**CONSIGNE 1:** Comment traduire en anglais cette phrase de l'extrait sur le sondage Ifop : « Statistiquement, Marine Le Pen s'appuie sur les classes populaires en séduisant notamment 32% des ouvriers, 30% des titulaires de CAP BEP. » ?

Emmanuel Macron séduit davantage les femmes que les hommes (34% contre 29%), comme Valéry Giscard d’Estaing en son temps. Éric Zemmour souffre dans l’opinion d’une image qui peut rebuter l’électorat féminin et cela se vérifie dans l’étude menée par l’Ifop qui montre un écart de 4 points entre les femmes et les hommes (11% contre 14%). L’écart est plus important encore chez Jean-Luc Mélenchon (9% contre 14%).

Autre question importante : les femmes sont-elles plus à même de se concilier l’électorat féminin ? Difficile de répondre à la question de manière catégorique. Certes, Marine Le Pen bénéficie d’une prime de genre (16% chez les hommes, 21% chez les femmes) tout comme Anne Hidalgo à son échelle microscopique (1% chez les hommes, 3% chez les femmes). Mais Valérie Pécresse repose sur un électorat davantage masculin (14%) que féminin (10%).

Emmanuel Macron, un favori indétrônable ?

Principal enseignement du sondage, le candidat à sa réélection est solide sur ses appuis, pour reprendre un terme sportif. Même dans les segments où il est le plus faible, Emmanuel Macron frôle les 20% (ouvriers, titulaires d’un CAP). Candidat de la "France qui va bien", Emmanuel Macron domine largement les autres candidats chez les cadres et professions intellectuelles supérieures (45%), les catégories aisées (42%), les résidents de l’agglomération parisienne (37%). En termes d’âge, il cartonne particulièrement chez les 18-24 ans mais aussi chez les retraités, même s’il reste fort partout. Gros plus, il est également en tête chez les professions intermédiaires (37%) et chez les salariés du secteur public (27%).

L’électeur type d’Emmanuel Macron ? Une jeune diplômée de master travaillant comme cadre dans le secteur privé et résidant dans l’agglomération parisienne. Ses parents, retraités de la classe moyenne partagent probablement son vote…

Marine Le Pen, un électorat sociologiquement marqué

Statistiquement, Marine Le Pen s’appuie sur les classes populaires en séduisant notamment 32% des ouvriers, 30% des titulaires de CAP BEP. En revanche, dans certaines catégories, elle reste bloquée sous la barre des 10% : personnes gagnant plus de 2 650 euros net par mois (8%), diplômés du troisième cycle (9%), plus de 65 ans (11%). Implantée dans les zones rurales (32%), le RN est à la peine dans l’agglomération parisienne.

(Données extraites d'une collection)

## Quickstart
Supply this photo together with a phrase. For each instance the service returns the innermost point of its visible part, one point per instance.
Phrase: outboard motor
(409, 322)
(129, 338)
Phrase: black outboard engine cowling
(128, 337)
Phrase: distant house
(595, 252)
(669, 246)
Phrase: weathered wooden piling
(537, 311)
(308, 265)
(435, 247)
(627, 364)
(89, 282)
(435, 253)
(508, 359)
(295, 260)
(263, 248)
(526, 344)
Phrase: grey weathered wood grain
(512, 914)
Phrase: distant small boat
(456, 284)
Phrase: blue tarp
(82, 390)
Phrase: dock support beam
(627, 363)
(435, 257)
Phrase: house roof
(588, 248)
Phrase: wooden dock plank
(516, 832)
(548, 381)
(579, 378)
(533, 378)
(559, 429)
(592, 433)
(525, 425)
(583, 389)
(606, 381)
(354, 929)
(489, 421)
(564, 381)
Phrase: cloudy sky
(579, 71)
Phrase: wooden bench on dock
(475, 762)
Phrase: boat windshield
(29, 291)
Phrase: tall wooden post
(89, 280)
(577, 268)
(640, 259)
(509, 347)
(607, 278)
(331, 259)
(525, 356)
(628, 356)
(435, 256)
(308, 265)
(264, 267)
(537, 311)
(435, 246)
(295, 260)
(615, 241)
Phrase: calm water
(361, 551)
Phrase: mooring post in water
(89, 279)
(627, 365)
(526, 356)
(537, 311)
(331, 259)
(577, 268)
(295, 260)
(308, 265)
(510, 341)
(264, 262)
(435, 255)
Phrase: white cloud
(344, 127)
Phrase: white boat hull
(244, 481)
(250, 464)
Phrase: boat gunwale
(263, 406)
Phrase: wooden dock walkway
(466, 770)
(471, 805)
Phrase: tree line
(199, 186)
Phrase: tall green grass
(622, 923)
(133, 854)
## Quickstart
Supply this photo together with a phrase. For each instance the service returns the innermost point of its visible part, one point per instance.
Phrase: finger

**CONSIGNE 2:** Pouvez-vous citer à l'identique, dans le relevé des données, toutes les lignes depuis celle qui contient « Phrase: blue tarp » jusqu'à la toute dernière ligne de ce relevé, bornes comprises ?

**RÉPONSE FINALE 1:** Statistically, Marine Le Pen relies on the working classes, winning over in particular 32% of blue-collar workers and 30% of CAP BEP holders.

**RÉPONSE FINALE 2:**
Phrase: blue tarp
(82, 390)
Phrase: dock support beam
(627, 363)
(435, 257)
Phrase: house roof
(588, 248)
Phrase: wooden dock plank
(516, 832)
(548, 381)
(579, 378)
(533, 378)
(559, 429)
(592, 433)
(525, 425)
(583, 389)
(606, 381)
(354, 929)
(489, 421)
(564, 381)
Phrase: cloudy sky
(579, 71)
Phrase: wooden bench on dock
(475, 762)
Phrase: boat windshield
(29, 291)
Phrase: tall wooden post
(89, 280)
(577, 268)
(640, 259)
(509, 347)
(607, 278)
(331, 259)
(525, 356)
(628, 356)
(435, 256)
(308, 265)
(264, 267)
(537, 311)
(435, 246)
(295, 260)
(615, 241)
Phrase: calm water
(361, 551)
Phrase: mooring post in water
(89, 279)
(627, 365)
(526, 356)
(537, 311)
(331, 259)
(577, 268)
(295, 260)
(308, 265)
(510, 341)
(264, 262)
(435, 255)
Phrase: white cloud
(344, 127)
Phrase: white boat hull
(244, 481)
(250, 464)
Phrase: boat gunwale
(263, 406)
Phrase: wooden dock walkway
(466, 770)
(471, 805)
Phrase: tree line
(199, 186)
Phrase: tall green grass
(622, 923)
(133, 854)
## Quickstart
Supply this photo together with a phrase. For each instance the service returns the innermost point of its visible part, one point per instance.
Phrase: finger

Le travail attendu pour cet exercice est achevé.